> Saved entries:

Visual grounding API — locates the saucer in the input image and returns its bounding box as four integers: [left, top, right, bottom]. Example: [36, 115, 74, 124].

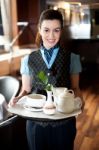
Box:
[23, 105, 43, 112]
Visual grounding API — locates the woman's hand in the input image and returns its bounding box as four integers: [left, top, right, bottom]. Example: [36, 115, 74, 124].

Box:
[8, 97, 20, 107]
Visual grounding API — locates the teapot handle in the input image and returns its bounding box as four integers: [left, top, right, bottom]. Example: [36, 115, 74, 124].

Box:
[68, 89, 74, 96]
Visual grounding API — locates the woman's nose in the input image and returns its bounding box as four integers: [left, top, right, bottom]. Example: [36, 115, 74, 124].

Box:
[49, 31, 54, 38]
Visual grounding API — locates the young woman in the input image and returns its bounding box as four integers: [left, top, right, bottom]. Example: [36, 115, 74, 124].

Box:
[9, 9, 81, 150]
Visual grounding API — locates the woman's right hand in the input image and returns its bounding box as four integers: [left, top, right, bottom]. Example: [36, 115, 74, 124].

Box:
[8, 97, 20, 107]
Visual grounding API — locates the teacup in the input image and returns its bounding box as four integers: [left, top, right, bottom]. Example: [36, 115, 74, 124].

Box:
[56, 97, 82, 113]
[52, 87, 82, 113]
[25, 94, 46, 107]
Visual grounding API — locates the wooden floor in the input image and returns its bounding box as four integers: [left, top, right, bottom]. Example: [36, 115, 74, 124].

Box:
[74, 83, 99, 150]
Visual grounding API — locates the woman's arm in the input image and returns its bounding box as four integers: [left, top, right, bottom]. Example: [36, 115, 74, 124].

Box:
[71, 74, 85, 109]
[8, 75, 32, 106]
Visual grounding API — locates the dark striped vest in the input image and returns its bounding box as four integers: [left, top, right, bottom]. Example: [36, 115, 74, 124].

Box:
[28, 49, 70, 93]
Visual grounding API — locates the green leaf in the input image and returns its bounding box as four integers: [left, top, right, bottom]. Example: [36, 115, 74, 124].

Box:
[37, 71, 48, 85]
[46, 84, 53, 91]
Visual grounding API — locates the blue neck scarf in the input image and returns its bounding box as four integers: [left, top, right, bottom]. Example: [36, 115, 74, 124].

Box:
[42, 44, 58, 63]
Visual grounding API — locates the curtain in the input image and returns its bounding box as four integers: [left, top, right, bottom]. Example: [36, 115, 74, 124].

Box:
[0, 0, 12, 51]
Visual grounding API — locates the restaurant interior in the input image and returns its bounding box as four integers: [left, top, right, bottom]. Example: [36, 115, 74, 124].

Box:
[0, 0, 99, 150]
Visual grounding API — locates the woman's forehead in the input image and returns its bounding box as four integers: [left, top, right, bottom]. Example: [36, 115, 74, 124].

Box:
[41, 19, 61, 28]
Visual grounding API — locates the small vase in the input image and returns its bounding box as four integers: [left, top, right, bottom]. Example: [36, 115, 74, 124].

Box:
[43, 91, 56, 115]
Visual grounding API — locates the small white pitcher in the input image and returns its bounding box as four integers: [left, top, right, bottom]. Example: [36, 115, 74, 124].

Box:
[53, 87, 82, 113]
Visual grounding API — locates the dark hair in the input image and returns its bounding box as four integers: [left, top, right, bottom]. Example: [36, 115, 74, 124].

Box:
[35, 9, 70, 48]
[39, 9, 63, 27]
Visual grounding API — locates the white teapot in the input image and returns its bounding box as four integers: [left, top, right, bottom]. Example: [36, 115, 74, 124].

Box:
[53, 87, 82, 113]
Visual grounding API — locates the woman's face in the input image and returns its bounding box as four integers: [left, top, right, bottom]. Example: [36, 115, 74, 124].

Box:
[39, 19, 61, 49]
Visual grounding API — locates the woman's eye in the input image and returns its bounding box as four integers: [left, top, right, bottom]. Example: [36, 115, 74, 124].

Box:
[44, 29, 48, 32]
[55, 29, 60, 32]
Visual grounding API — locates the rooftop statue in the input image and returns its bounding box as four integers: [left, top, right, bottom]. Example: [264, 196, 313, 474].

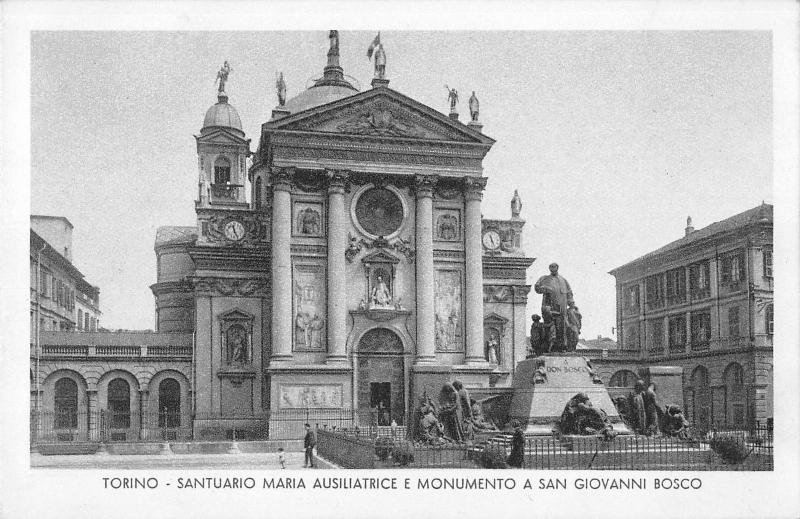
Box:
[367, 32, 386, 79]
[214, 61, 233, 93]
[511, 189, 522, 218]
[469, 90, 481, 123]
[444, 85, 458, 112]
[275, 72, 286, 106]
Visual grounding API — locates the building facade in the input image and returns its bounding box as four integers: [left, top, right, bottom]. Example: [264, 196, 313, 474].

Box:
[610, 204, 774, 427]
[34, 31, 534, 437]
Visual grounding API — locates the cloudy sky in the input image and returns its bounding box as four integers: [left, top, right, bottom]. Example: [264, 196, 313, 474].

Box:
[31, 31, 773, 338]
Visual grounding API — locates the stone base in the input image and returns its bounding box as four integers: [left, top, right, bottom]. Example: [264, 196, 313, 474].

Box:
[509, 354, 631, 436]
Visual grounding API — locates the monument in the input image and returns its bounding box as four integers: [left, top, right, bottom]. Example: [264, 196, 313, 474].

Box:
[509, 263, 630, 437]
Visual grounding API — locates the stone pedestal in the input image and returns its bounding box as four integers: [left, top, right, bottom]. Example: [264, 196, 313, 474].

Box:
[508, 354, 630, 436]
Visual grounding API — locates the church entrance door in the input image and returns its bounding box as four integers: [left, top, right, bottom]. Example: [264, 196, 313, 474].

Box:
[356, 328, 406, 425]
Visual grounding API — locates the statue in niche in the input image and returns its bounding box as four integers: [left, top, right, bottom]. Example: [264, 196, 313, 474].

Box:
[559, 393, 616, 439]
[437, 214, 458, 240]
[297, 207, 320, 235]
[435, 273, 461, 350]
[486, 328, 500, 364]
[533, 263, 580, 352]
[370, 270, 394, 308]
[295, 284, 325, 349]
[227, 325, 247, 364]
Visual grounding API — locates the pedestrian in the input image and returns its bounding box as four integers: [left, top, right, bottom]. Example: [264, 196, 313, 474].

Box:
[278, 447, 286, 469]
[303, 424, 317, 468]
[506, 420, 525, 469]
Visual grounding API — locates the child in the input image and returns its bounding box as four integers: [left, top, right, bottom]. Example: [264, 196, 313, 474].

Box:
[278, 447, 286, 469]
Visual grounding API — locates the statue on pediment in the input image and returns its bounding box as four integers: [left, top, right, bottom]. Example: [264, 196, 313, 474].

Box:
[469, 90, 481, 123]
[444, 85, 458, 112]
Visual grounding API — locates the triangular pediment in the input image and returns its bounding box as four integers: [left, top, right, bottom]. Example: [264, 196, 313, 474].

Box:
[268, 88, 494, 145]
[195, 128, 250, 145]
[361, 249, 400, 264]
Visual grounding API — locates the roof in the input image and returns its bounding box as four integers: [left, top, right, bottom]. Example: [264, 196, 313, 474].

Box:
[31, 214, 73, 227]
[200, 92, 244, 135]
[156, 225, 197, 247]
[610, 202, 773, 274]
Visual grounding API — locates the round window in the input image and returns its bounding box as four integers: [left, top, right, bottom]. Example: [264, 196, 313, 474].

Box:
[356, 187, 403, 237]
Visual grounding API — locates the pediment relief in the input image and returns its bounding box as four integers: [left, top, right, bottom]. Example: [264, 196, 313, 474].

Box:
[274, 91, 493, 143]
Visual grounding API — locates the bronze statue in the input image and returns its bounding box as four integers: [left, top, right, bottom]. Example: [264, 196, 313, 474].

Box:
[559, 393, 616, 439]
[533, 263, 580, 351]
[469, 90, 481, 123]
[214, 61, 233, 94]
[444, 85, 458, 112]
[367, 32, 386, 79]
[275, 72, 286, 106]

> EXERCISE TASK:
Could you copy every item above verbatim, leaving out the pictures?

> REPLY:
Visual grounding API — locates the saucer in the input image and returns its bounding box as four integers: [left, top, right, bottom]. Example: [36, 115, 74, 124].

Box:
[23, 105, 43, 112]
Visual grounding API — locates the woman's hand in the input image and returns its bounding box as four integers: [left, top, right, bottom]. Example: [36, 115, 74, 124].

Box:
[8, 97, 20, 107]
Visual grounding API — locates the teapot handle in the input image and returns its bounding box as four integers: [left, top, right, bottom]. Example: [36, 115, 74, 124].

Box:
[68, 89, 74, 96]
Visual grounding API — locates the woman's nose in the input image and returns its bounding box as four integers: [left, top, right, bottom]. Example: [36, 115, 74, 124].

Box:
[49, 31, 54, 38]
Visual grounding API — locates the young woman in the input image and returns its bounding box as four integers: [left, top, right, bottom]. Example: [36, 115, 74, 124].

Box:
[9, 9, 81, 150]
Visual grounding API — locates the woman's right hand in the input image and returns its bounding box as four integers: [left, top, right, bottom]. Example: [36, 115, 74, 124].

Box:
[8, 97, 20, 107]
Visual grounding API — locates the teacup in the input image and returns its bounding box as four integers: [left, top, right, bottom]. Example: [36, 115, 74, 124].

Box:
[56, 97, 82, 113]
[52, 87, 82, 113]
[25, 94, 46, 107]
Visual grounding API — locates the wooden floor in the input image and returns its bounding box as four integers: [left, top, right, bottom]. Example: [36, 115, 74, 124].

Box:
[74, 83, 99, 150]
Visual grounding API — locates the woman's arm in the input image and returns its bounding box as four integers: [left, top, right, bottom]. Example: [36, 115, 74, 124].

Box:
[71, 74, 85, 109]
[8, 75, 32, 106]
Visual grounding API — locates the dark striped vest in the input image and returns its bounding box as four integers: [left, top, right, bottom]. Example: [36, 115, 74, 124].

Box:
[28, 49, 70, 93]
Visual grounding API — locates the green leaf in the input image and returns its bounding box as four integers: [left, top, right, bottom]. Example: [36, 115, 74, 124].

Box:
[37, 71, 48, 85]
[46, 84, 53, 91]
Visual grounding API — locates the blue neck scarf in the input image and returns its bounding box as four integers: [left, top, right, bottom]. Example: [36, 115, 74, 124].

Box:
[42, 44, 58, 63]
Visual grounding API — locates the curtain in the input image and returns its bounding box as four integers: [left, top, right, bottom]. Example: [36, 115, 74, 124].

Box:
[0, 0, 12, 51]
Visual grounding API — locates the restaurant interior in the input image and returns its bounding box as four integers: [left, top, right, bottom]. Example: [36, 115, 74, 124].

Box:
[0, 0, 99, 150]
Visual grounding API — locates the woman's forehead in the input image and returns its bounding box as four integers: [left, top, right, bottom]. Example: [36, 115, 74, 124].

Box:
[41, 19, 61, 28]
Visual grounding API — locates the small vase in the input image and returns its bounding box as four integers: [left, top, right, bottom]. Example: [36, 115, 74, 124].

Box:
[43, 91, 56, 115]
Visual grounding API — locates the small white pitcher in the input image and returns its bounding box as four integers: [left, top, right, bottom]. Example: [36, 115, 74, 124].

Box:
[53, 87, 82, 113]
Visual grounding API — locates the dark hair in the input image and returns its bounding box as four integers: [left, top, right, bottom]. Example: [36, 115, 74, 124].

Box:
[35, 9, 70, 48]
[39, 9, 63, 27]
Visual grounding API — locates the white teapot in the input image and returns its bounding box as four integers: [left, top, right, bottom]. Example: [36, 115, 74, 124].

Box:
[53, 87, 82, 113]
Visual grounding API — locates the woman's face in the input image and returns its bounding box as four integers: [left, top, right, bottom]. Example: [36, 115, 74, 124].

Box:
[39, 19, 61, 49]
Visual grounding API — locates the woman's eye in the input image and returns its bounding box as four integers: [left, top, right, bottom]. Example: [36, 115, 74, 124].

Box:
[44, 29, 48, 32]
[55, 29, 60, 32]
Visual grounding API — locates the rooftop statue in the input image and returns its bounding box as four integers: [left, top, right, bottom]. Example: [264, 196, 313, 474].

Box:
[367, 32, 386, 79]
[214, 61, 233, 93]
[511, 189, 522, 218]
[469, 90, 481, 123]
[444, 85, 458, 112]
[275, 72, 286, 106]
Visual grounding API — locates the building facade in the input image and returns its bounding box as four integers: [left, top, right, bottom]. Example: [264, 196, 313, 474].

Box:
[610, 204, 774, 427]
[34, 31, 534, 437]
Visual grounding API — locates the cloudy sky in the input image and returns its bounding box as four integers: [left, top, right, bottom]. Example: [264, 196, 313, 474].

Box:
[31, 31, 773, 338]
Visual grounding API — locates the stone base in the input image and returns its bounding box as four integers: [left, top, right, bottom]. Example: [264, 196, 313, 474].

Box:
[509, 354, 631, 436]
Visual grounding API — locates the monument in the input image and returns its bounding box as four integers: [left, top, right, bottom]. Example: [264, 196, 313, 474].

Box:
[509, 263, 630, 437]
Visual grounding API — locates the stone pedestal in the input image and returns its bounding box as four integers: [left, top, right, bottom]. Example: [264, 196, 313, 474].

Box:
[508, 354, 630, 436]
Visual grounding API — locates the church entrance door in the input image and returns its bounding box as four integers: [left, top, right, bottom]. Example: [264, 196, 313, 474].

Box:
[356, 328, 406, 425]
Visual grounding API — locates the statue in niche in the input image and returns its bounding box as four integers: [left, top, right, bottom]. Example: [264, 196, 313, 474].

Box:
[559, 393, 616, 439]
[437, 214, 458, 240]
[297, 207, 320, 235]
[435, 273, 461, 350]
[486, 328, 500, 364]
[533, 263, 580, 352]
[370, 270, 394, 308]
[295, 284, 325, 349]
[227, 325, 247, 364]
Visual grounding API — locates the pedestrian in the input image and returns its bounding box as four integers: [left, top, right, bottom]. Example: [264, 196, 313, 474].

Box:
[278, 447, 286, 469]
[303, 424, 317, 468]
[506, 420, 525, 469]
Visual grounding API — locates the child in the input image and returns its bounding box as four integers: [left, top, right, bottom]. Example: [264, 196, 313, 474].

Box:
[278, 447, 286, 469]
Visual grounding API — locates the statue on pediment in the input image and returns its bounding box as four integers: [left, top, right, bottom]. Example: [264, 196, 313, 474].

Box:
[469, 90, 481, 123]
[444, 85, 458, 112]
Visual grounding API — locates the triangular pediment in the input image and returns its bounding box as four integers: [left, top, right, bottom]. Example: [264, 196, 313, 474].

Box:
[268, 88, 494, 145]
[195, 128, 250, 145]
[361, 249, 400, 264]
Visual grounding API — locates the roof in the input image and returns its bounding box as four integers: [left, top, right, bottom]. Example: [264, 196, 313, 474].

Box:
[31, 214, 73, 227]
[200, 92, 244, 135]
[156, 225, 197, 247]
[610, 202, 773, 274]
Visual grounding API — locates the round window in the input image and returns its bounding box as four integers: [left, top, right, bottom]. Example: [264, 196, 313, 474].

Box:
[356, 187, 403, 237]
Visual grounding API — locates the pediment relief in the input image and returns its bounding box as four integers: [left, top, right, bottom]. Example: [264, 196, 313, 474].

Box:
[274, 91, 493, 143]
Visual grounding API — locates the bronze statue in the input image and returns its bounding box as four integers: [left, top, right, bottom]. Example: [264, 196, 313, 474].

Box:
[559, 393, 616, 439]
[533, 263, 580, 351]
[469, 90, 481, 123]
[214, 61, 233, 94]
[444, 85, 458, 112]
[367, 32, 386, 79]
[275, 72, 286, 106]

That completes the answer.